Task to carry out » All lines containing the string "draped" must be copied from the entries.

Dataset records »
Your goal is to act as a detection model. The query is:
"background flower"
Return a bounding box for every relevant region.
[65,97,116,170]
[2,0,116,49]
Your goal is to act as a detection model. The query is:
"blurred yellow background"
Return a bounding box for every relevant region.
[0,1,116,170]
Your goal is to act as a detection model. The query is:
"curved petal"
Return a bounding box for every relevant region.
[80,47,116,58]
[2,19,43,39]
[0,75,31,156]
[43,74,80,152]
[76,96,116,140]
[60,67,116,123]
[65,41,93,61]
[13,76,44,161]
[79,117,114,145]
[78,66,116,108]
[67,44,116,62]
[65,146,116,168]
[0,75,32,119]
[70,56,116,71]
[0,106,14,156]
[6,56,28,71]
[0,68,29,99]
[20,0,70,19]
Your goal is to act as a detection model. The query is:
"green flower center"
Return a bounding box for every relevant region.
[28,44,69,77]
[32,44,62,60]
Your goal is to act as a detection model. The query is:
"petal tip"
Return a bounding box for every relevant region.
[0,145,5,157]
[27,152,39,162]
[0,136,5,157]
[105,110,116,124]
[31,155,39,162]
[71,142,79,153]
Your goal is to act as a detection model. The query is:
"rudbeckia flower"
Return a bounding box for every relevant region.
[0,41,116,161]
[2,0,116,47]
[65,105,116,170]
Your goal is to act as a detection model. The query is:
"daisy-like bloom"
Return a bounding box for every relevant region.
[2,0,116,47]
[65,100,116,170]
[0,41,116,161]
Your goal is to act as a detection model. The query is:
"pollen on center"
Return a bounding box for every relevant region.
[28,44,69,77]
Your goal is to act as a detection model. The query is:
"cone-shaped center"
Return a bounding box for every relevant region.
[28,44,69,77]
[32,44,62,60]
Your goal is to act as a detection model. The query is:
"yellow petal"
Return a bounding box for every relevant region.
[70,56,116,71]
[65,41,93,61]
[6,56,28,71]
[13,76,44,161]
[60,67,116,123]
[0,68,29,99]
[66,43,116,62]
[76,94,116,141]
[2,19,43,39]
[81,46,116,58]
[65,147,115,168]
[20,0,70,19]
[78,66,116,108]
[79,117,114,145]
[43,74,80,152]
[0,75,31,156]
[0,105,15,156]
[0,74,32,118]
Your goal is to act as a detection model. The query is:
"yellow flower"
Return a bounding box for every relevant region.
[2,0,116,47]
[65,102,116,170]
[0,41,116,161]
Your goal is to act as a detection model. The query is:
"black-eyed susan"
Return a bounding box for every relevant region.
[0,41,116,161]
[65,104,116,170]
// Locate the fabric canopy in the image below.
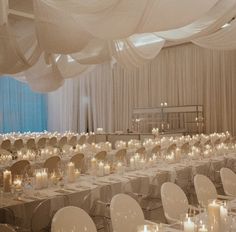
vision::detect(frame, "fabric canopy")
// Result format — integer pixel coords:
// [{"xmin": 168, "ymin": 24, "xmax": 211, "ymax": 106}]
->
[{"xmin": 2, "ymin": 0, "xmax": 236, "ymax": 92}]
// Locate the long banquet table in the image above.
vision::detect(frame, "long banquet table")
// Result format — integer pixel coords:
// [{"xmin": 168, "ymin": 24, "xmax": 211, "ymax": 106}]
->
[{"xmin": 1, "ymin": 152, "xmax": 236, "ymax": 230}]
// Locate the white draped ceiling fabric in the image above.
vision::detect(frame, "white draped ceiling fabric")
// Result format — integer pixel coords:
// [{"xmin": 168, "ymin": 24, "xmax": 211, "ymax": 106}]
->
[{"xmin": 3, "ymin": 0, "xmax": 236, "ymax": 92}]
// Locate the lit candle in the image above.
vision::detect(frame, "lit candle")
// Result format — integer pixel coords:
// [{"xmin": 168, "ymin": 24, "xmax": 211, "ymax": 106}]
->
[
  {"xmin": 91, "ymin": 157, "xmax": 97, "ymax": 170},
  {"xmin": 220, "ymin": 204, "xmax": 228, "ymax": 230},
  {"xmin": 198, "ymin": 224, "xmax": 208, "ymax": 232},
  {"xmin": 67, "ymin": 162, "xmax": 75, "ymax": 183},
  {"xmin": 3, "ymin": 170, "xmax": 12, "ymax": 192},
  {"xmin": 130, "ymin": 157, "xmax": 135, "ymax": 170},
  {"xmin": 50, "ymin": 172, "xmax": 57, "ymax": 185},
  {"xmin": 207, "ymin": 200, "xmax": 220, "ymax": 232},
  {"xmin": 35, "ymin": 172, "xmax": 42, "ymax": 189},
  {"xmin": 184, "ymin": 217, "xmax": 195, "ymax": 232},
  {"xmin": 75, "ymin": 169, "xmax": 80, "ymax": 179},
  {"xmin": 140, "ymin": 158, "xmax": 145, "ymax": 169},
  {"xmin": 13, "ymin": 178, "xmax": 22, "ymax": 190},
  {"xmin": 104, "ymin": 164, "xmax": 110, "ymax": 175},
  {"xmin": 117, "ymin": 162, "xmax": 123, "ymax": 174},
  {"xmin": 98, "ymin": 162, "xmax": 104, "ymax": 176},
  {"xmin": 41, "ymin": 169, "xmax": 48, "ymax": 188}
]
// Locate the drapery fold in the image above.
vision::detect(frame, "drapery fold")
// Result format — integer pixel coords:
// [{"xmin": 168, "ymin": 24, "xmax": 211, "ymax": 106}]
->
[
  {"xmin": 48, "ymin": 43, "xmax": 236, "ymax": 135},
  {"xmin": 193, "ymin": 19, "xmax": 236, "ymax": 50},
  {"xmin": 2, "ymin": 0, "xmax": 236, "ymax": 92}
]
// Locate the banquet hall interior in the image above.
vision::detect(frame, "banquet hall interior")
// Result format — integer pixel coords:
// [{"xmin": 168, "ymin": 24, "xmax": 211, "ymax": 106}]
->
[{"xmin": 1, "ymin": 0, "xmax": 236, "ymax": 232}]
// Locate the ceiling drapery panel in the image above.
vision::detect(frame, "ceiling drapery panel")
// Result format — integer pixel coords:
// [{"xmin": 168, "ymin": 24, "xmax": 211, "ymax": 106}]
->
[{"xmin": 2, "ymin": 0, "xmax": 236, "ymax": 92}]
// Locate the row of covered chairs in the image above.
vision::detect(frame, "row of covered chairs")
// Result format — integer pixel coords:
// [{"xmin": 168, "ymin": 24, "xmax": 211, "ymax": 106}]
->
[
  {"xmin": 0, "ymin": 133, "xmax": 96, "ymax": 154},
  {"xmin": 161, "ymin": 168, "xmax": 236, "ymax": 224}
]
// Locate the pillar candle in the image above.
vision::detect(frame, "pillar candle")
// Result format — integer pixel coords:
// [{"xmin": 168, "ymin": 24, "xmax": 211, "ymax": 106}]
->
[
  {"xmin": 67, "ymin": 162, "xmax": 75, "ymax": 183},
  {"xmin": 104, "ymin": 164, "xmax": 110, "ymax": 175},
  {"xmin": 198, "ymin": 225, "xmax": 208, "ymax": 232},
  {"xmin": 117, "ymin": 162, "xmax": 123, "ymax": 174},
  {"xmin": 184, "ymin": 217, "xmax": 195, "ymax": 232},
  {"xmin": 41, "ymin": 170, "xmax": 48, "ymax": 188},
  {"xmin": 98, "ymin": 162, "xmax": 104, "ymax": 176},
  {"xmin": 35, "ymin": 172, "xmax": 42, "ymax": 189},
  {"xmin": 3, "ymin": 170, "xmax": 12, "ymax": 192},
  {"xmin": 91, "ymin": 157, "xmax": 97, "ymax": 170},
  {"xmin": 130, "ymin": 157, "xmax": 135, "ymax": 170},
  {"xmin": 207, "ymin": 200, "xmax": 220, "ymax": 232},
  {"xmin": 220, "ymin": 205, "xmax": 228, "ymax": 231}
]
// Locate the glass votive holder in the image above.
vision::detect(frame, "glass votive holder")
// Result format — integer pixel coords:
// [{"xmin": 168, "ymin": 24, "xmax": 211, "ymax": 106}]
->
[{"xmin": 137, "ymin": 224, "xmax": 161, "ymax": 232}]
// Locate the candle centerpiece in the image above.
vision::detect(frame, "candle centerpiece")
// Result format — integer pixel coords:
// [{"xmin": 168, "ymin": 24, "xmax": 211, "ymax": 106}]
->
[
  {"xmin": 3, "ymin": 170, "xmax": 12, "ymax": 193},
  {"xmin": 207, "ymin": 199, "xmax": 220, "ymax": 232},
  {"xmin": 67, "ymin": 162, "xmax": 75, "ymax": 183}
]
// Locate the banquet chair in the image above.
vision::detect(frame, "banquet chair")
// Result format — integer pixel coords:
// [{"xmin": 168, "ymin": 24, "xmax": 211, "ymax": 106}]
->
[
  {"xmin": 43, "ymin": 156, "xmax": 61, "ymax": 174},
  {"xmin": 58, "ymin": 136, "xmax": 68, "ymax": 150},
  {"xmin": 110, "ymin": 194, "xmax": 155, "ymax": 232},
  {"xmin": 133, "ymin": 170, "xmax": 169, "ymax": 221},
  {"xmin": 78, "ymin": 135, "xmax": 86, "ymax": 145},
  {"xmin": 225, "ymin": 156, "xmax": 236, "ymax": 172},
  {"xmin": 26, "ymin": 138, "xmax": 37, "ymax": 151},
  {"xmin": 87, "ymin": 134, "xmax": 96, "ymax": 144},
  {"xmin": 135, "ymin": 147, "xmax": 146, "ymax": 158},
  {"xmin": 10, "ymin": 160, "xmax": 30, "ymax": 177},
  {"xmin": 48, "ymin": 137, "xmax": 57, "ymax": 147},
  {"xmin": 51, "ymin": 206, "xmax": 97, "ymax": 232},
  {"xmin": 1, "ymin": 140, "xmax": 12, "ymax": 151},
  {"xmin": 95, "ymin": 151, "xmax": 107, "ymax": 161},
  {"xmin": 68, "ymin": 135, "xmax": 77, "ymax": 148},
  {"xmin": 180, "ymin": 142, "xmax": 190, "ymax": 155},
  {"xmin": 70, "ymin": 153, "xmax": 85, "ymax": 171},
  {"xmin": 115, "ymin": 149, "xmax": 127, "ymax": 162},
  {"xmin": 213, "ymin": 138, "xmax": 221, "ymax": 146},
  {"xmin": 13, "ymin": 139, "xmax": 24, "ymax": 152},
  {"xmin": 161, "ymin": 182, "xmax": 199, "ymax": 224},
  {"xmin": 88, "ymin": 184, "xmax": 113, "ymax": 231},
  {"xmin": 194, "ymin": 174, "xmax": 233, "ymax": 207},
  {"xmin": 208, "ymin": 159, "xmax": 225, "ymax": 189},
  {"xmin": 193, "ymin": 141, "xmax": 201, "ymax": 148},
  {"xmin": 37, "ymin": 137, "xmax": 47, "ymax": 149},
  {"xmin": 166, "ymin": 144, "xmax": 176, "ymax": 154},
  {"xmin": 220, "ymin": 168, "xmax": 236, "ymax": 197},
  {"xmin": 151, "ymin": 145, "xmax": 161, "ymax": 154},
  {"xmin": 31, "ymin": 195, "xmax": 69, "ymax": 232},
  {"xmin": 0, "ymin": 224, "xmax": 16, "ymax": 232}
]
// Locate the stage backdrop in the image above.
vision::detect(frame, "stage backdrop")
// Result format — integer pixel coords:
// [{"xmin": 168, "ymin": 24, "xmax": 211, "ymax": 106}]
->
[
  {"xmin": 0, "ymin": 77, "xmax": 47, "ymax": 133},
  {"xmin": 48, "ymin": 43, "xmax": 236, "ymax": 135}
]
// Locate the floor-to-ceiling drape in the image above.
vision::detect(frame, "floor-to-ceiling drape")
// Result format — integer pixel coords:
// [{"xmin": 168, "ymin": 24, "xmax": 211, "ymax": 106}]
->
[
  {"xmin": 47, "ymin": 43, "xmax": 236, "ymax": 135},
  {"xmin": 0, "ymin": 77, "xmax": 47, "ymax": 133}
]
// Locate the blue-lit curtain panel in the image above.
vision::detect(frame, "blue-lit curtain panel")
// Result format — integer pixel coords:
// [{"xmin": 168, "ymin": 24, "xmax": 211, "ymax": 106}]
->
[{"xmin": 0, "ymin": 77, "xmax": 47, "ymax": 133}]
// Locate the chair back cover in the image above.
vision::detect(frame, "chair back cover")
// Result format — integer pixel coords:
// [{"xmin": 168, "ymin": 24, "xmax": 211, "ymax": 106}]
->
[
  {"xmin": 10, "ymin": 160, "xmax": 30, "ymax": 177},
  {"xmin": 78, "ymin": 135, "xmax": 86, "ymax": 145},
  {"xmin": 70, "ymin": 153, "xmax": 85, "ymax": 170},
  {"xmin": 51, "ymin": 206, "xmax": 97, "ymax": 232},
  {"xmin": 161, "ymin": 182, "xmax": 189, "ymax": 223},
  {"xmin": 37, "ymin": 137, "xmax": 47, "ymax": 149},
  {"xmin": 95, "ymin": 151, "xmax": 107, "ymax": 161},
  {"xmin": 194, "ymin": 174, "xmax": 217, "ymax": 207},
  {"xmin": 13, "ymin": 139, "xmax": 24, "ymax": 151},
  {"xmin": 44, "ymin": 156, "xmax": 61, "ymax": 173},
  {"xmin": 110, "ymin": 193, "xmax": 145, "ymax": 232},
  {"xmin": 220, "ymin": 167, "xmax": 236, "ymax": 197}
]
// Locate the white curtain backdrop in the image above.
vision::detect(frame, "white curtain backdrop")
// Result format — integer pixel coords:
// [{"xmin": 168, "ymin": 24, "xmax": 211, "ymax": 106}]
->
[{"xmin": 48, "ymin": 43, "xmax": 236, "ymax": 135}]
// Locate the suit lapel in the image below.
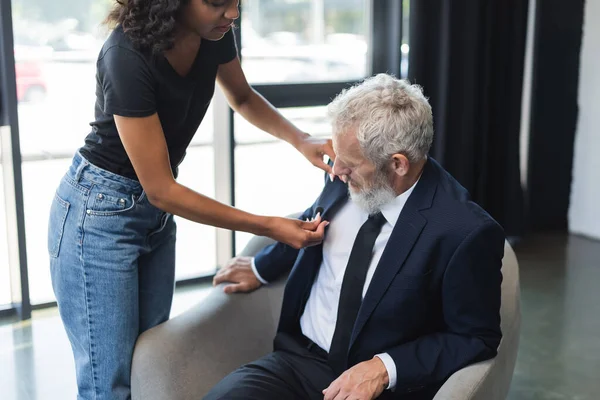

Result »
// Locate the white draped ceiling fabric in the image above.
vision::detect(frame, "white draped ceiling fabric")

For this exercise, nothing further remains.